- _Activity_
The answer is to consist only of an exact retyping of the lines from the one containing "Note: for every instance of the sideboard" to the end of the entries, without pictures.

[Extracted data entries]
Content starts

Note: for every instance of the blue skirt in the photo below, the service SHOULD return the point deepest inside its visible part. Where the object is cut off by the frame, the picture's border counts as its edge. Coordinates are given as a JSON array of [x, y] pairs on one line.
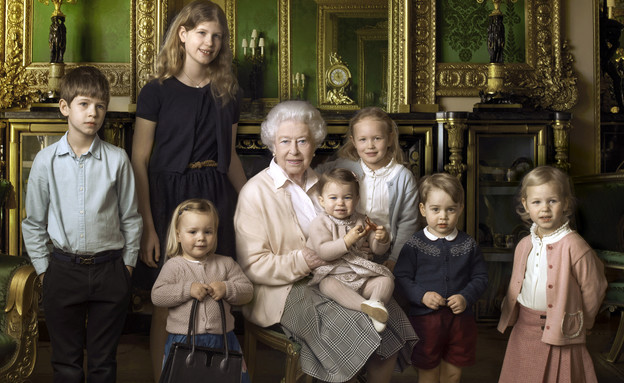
[[212, 341]]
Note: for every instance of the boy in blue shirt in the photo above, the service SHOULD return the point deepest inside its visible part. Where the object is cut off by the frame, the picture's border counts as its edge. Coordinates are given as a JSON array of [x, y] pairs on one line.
[[82, 232]]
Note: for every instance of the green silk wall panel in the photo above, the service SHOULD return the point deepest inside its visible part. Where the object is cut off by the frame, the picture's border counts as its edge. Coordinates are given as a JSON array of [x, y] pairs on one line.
[[98, 31], [462, 31], [262, 16]]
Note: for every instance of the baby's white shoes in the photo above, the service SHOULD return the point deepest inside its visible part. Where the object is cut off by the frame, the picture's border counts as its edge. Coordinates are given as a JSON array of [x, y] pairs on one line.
[[377, 313]]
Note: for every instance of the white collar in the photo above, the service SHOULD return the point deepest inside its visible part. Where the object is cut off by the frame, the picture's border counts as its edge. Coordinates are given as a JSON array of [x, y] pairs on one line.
[[450, 237], [381, 172], [553, 237], [280, 178]]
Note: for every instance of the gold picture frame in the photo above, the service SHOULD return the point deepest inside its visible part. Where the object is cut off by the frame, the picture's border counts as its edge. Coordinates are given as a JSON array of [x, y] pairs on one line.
[[546, 75], [147, 21], [399, 59]]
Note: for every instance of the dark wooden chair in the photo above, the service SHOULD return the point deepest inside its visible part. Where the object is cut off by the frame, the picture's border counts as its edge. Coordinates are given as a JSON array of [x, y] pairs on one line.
[[277, 341], [19, 300]]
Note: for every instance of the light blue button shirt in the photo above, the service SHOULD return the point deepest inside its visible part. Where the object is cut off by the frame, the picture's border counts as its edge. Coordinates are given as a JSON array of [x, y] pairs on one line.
[[84, 205]]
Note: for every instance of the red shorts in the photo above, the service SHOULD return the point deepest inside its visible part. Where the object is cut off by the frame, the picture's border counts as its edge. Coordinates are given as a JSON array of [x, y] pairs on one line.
[[444, 335]]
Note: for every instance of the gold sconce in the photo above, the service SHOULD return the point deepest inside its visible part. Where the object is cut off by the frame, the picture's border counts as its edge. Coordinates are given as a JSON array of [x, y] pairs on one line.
[[495, 92]]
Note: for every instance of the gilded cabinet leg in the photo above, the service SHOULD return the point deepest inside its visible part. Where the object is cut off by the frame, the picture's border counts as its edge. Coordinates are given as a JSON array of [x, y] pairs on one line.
[[616, 348], [455, 124]]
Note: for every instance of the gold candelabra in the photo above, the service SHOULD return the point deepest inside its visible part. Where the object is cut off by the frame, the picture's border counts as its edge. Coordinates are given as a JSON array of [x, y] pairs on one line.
[[254, 53], [298, 85]]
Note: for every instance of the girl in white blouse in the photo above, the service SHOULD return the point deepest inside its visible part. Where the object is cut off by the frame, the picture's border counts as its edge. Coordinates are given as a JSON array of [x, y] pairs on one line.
[[388, 189]]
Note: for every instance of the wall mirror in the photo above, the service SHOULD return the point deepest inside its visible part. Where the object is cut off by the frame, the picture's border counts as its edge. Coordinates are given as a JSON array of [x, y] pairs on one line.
[[371, 36]]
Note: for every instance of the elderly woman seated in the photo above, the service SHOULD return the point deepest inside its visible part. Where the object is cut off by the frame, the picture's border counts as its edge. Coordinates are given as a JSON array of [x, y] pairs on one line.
[[272, 217]]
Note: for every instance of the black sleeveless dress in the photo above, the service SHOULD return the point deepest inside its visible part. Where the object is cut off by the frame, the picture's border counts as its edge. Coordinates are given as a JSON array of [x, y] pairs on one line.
[[191, 127]]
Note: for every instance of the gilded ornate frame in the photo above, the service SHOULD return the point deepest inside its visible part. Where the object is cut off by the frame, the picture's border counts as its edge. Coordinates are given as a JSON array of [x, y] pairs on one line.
[[546, 75], [398, 57]]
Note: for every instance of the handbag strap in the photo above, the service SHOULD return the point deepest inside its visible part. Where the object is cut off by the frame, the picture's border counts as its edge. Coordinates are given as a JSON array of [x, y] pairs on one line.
[[190, 338]]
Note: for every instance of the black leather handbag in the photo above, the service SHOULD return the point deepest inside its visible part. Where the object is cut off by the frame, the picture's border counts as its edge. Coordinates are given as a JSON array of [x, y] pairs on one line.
[[188, 363]]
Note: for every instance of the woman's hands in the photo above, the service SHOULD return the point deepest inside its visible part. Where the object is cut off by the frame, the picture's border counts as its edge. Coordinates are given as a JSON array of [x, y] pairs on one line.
[[433, 300], [150, 248], [216, 290], [354, 235]]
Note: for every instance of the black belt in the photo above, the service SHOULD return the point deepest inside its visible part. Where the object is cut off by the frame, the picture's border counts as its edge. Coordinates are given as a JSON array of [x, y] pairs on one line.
[[94, 259]]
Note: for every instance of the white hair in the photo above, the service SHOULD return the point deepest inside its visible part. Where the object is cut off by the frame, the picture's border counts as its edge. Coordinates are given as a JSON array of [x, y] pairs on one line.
[[300, 111]]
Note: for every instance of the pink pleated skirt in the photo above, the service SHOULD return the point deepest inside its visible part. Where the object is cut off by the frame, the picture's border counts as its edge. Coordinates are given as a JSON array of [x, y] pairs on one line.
[[528, 359]]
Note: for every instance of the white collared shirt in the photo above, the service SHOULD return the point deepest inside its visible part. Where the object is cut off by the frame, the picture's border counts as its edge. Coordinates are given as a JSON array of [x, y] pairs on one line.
[[431, 236], [374, 193], [533, 292], [306, 207]]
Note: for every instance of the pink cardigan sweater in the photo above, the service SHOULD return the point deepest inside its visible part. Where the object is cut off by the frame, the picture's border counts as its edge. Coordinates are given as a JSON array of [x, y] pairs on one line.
[[576, 285], [268, 246]]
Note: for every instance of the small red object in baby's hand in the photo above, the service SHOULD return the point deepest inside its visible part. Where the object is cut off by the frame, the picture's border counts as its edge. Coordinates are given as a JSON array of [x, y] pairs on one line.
[[370, 225]]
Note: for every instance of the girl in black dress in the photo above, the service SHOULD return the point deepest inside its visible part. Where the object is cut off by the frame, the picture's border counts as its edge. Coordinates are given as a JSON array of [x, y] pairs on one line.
[[183, 145]]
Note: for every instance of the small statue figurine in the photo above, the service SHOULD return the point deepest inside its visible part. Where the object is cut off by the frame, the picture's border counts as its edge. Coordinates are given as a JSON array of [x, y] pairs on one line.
[[496, 38], [57, 39]]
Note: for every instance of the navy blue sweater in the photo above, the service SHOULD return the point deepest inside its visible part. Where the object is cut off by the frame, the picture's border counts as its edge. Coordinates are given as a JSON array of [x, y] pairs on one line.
[[446, 267]]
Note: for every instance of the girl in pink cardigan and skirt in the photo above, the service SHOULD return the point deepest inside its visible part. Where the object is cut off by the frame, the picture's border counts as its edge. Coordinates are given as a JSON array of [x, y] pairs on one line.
[[556, 288]]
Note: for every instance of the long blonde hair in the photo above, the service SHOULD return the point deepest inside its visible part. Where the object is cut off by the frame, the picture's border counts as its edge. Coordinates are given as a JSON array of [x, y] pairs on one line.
[[170, 60], [195, 205], [348, 150]]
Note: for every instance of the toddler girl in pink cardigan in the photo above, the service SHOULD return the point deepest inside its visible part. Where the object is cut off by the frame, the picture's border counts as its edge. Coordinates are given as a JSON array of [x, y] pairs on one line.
[[556, 288]]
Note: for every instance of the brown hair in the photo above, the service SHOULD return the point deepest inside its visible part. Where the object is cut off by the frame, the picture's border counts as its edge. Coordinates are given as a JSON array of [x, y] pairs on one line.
[[196, 205], [349, 151], [443, 181], [542, 175], [339, 175], [170, 60], [86, 81]]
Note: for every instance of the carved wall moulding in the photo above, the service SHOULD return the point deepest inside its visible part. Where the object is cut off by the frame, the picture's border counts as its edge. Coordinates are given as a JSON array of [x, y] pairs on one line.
[[146, 28], [547, 77]]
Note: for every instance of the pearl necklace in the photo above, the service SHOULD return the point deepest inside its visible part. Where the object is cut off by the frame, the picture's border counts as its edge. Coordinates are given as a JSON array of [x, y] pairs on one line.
[[197, 85]]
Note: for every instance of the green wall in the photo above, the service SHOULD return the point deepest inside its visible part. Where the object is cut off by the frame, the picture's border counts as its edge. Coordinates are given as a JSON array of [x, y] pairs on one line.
[[462, 31], [97, 31], [262, 16]]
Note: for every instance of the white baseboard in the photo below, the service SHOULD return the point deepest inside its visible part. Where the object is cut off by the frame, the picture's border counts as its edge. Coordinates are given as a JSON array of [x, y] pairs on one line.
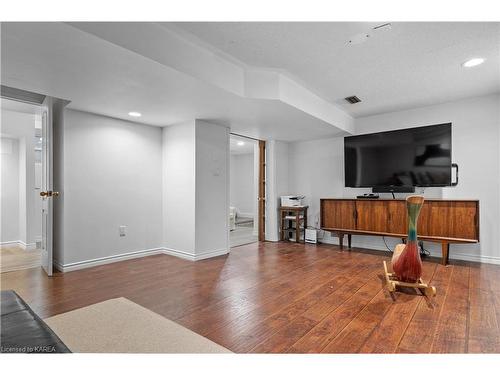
[[23, 245], [106, 260], [195, 257], [137, 254], [453, 254]]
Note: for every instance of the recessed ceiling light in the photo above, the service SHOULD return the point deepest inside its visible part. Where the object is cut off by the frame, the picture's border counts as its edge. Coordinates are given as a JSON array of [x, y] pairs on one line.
[[473, 62]]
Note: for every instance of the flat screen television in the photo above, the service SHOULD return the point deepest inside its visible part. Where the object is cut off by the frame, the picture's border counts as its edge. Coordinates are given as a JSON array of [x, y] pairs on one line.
[[401, 158]]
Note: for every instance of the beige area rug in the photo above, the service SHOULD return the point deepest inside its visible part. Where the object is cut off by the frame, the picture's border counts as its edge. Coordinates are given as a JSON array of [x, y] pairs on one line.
[[14, 258], [121, 326]]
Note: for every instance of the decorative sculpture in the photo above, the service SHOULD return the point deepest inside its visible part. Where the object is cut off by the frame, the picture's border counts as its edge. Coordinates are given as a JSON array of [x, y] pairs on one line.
[[406, 262]]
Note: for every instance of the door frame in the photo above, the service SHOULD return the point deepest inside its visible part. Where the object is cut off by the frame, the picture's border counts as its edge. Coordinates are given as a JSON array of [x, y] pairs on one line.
[[262, 191]]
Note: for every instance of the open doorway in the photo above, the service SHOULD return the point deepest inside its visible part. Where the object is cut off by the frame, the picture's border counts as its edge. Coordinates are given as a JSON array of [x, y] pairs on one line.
[[244, 191], [21, 179]]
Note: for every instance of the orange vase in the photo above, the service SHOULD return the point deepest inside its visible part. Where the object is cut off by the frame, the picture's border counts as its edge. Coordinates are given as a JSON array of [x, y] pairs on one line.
[[407, 264]]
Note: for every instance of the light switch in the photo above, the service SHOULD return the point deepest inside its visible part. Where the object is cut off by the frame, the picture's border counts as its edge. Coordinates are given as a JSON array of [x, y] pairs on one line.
[[123, 230]]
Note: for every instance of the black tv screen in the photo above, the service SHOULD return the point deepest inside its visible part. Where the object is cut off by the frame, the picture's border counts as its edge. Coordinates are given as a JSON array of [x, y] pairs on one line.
[[409, 157]]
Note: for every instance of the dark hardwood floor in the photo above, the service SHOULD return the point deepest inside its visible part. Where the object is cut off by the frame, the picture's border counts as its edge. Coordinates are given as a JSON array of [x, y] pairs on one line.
[[281, 297]]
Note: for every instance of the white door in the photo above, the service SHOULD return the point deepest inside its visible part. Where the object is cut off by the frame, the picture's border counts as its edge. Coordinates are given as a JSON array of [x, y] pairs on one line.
[[46, 193]]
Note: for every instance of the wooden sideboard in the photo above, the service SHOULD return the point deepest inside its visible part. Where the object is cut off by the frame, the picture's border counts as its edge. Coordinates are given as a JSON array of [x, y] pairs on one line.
[[444, 221]]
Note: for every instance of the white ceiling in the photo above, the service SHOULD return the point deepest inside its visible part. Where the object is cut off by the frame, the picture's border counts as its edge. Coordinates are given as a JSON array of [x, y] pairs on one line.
[[177, 72], [411, 65], [239, 149]]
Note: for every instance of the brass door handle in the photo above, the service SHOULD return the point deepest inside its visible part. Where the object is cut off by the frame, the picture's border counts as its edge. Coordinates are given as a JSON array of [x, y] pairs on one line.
[[49, 193]]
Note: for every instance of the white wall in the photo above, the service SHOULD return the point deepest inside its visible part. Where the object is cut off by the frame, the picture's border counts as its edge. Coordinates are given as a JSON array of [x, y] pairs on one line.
[[179, 176], [316, 167], [212, 189], [9, 164], [242, 194], [21, 126], [112, 177], [195, 189]]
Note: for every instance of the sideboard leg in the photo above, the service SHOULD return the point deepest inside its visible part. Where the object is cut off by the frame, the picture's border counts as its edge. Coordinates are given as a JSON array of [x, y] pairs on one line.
[[445, 250]]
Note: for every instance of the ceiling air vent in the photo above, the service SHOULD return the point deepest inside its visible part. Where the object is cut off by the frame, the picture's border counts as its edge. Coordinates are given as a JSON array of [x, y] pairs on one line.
[[21, 95], [353, 99]]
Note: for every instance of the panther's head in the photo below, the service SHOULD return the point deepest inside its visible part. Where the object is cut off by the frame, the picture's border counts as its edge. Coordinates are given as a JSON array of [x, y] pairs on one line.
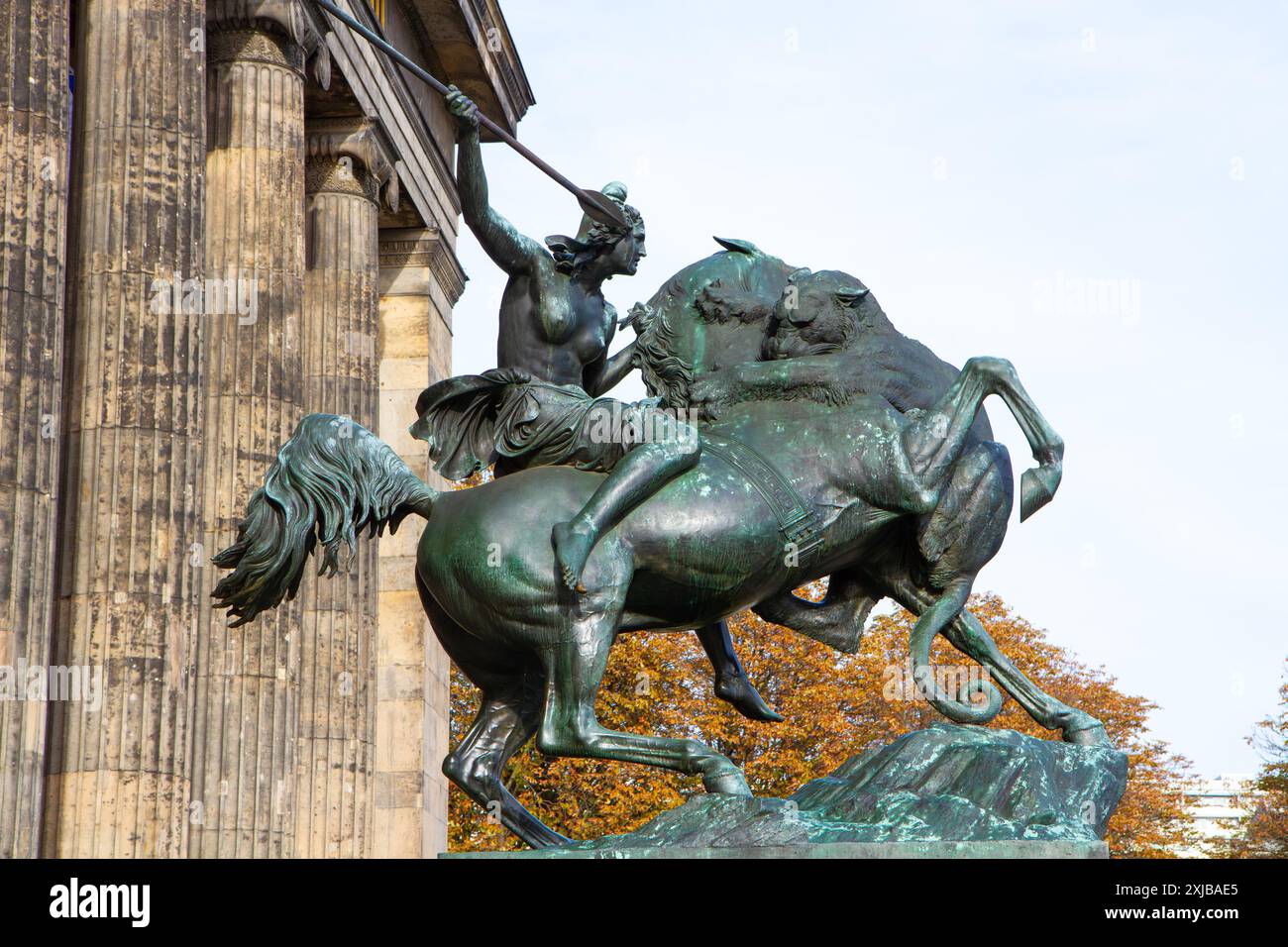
[[816, 313]]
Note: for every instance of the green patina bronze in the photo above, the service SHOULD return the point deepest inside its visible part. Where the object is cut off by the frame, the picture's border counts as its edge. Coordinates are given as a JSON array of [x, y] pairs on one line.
[[794, 434]]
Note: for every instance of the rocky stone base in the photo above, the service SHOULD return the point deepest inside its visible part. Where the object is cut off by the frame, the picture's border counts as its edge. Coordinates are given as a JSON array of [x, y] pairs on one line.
[[947, 791]]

Content ends

- _Result_
Note: for every instance of the sideboard leg in the photo above, the service SHOULD return the point deepest inside its visible part. Where the object is cut off by the frame, the picture's border counts as its edge. Coordinates are given as a JSON array of [x, y] pairs on one line.
[[445, 250]]
Note: for every instance of the ceiling air vent in the photo above, the service SHOULD return the point deepest inside its visible part. Where the object is cut off by the frame, the picture's border counts as its edge. Coordinates are given as a JSON array of [x, y] pairs on one line.
[[21, 95], [353, 99]]
Note: for every instance of the panther's head in the photo below, the service SHOULD return the point deepest inside its visible part. Where the object is cut off by the frame, the picture's border counts as its edge. Coordinates are given as a JSON array of [x, y] pairs on one line.
[[816, 313]]
Note: for every instance of the green patina bronze in the photo above, the service SHOULD return the point deepest inside its visible part. Where the object is cut off by the frame, the picture's border counts as its edge. Coordinates are given as a JSON array of [x, y] pairs on one line.
[[794, 434]]
Note: for every instance of the rocky stone base in the photo above, the service SHOULD return the point deepest inside its visible part. Where the object is cut off by the frame, the picture's border counts as its edge. Coordinates are given as a JSON array of [x, y] pairs on one line.
[[947, 791]]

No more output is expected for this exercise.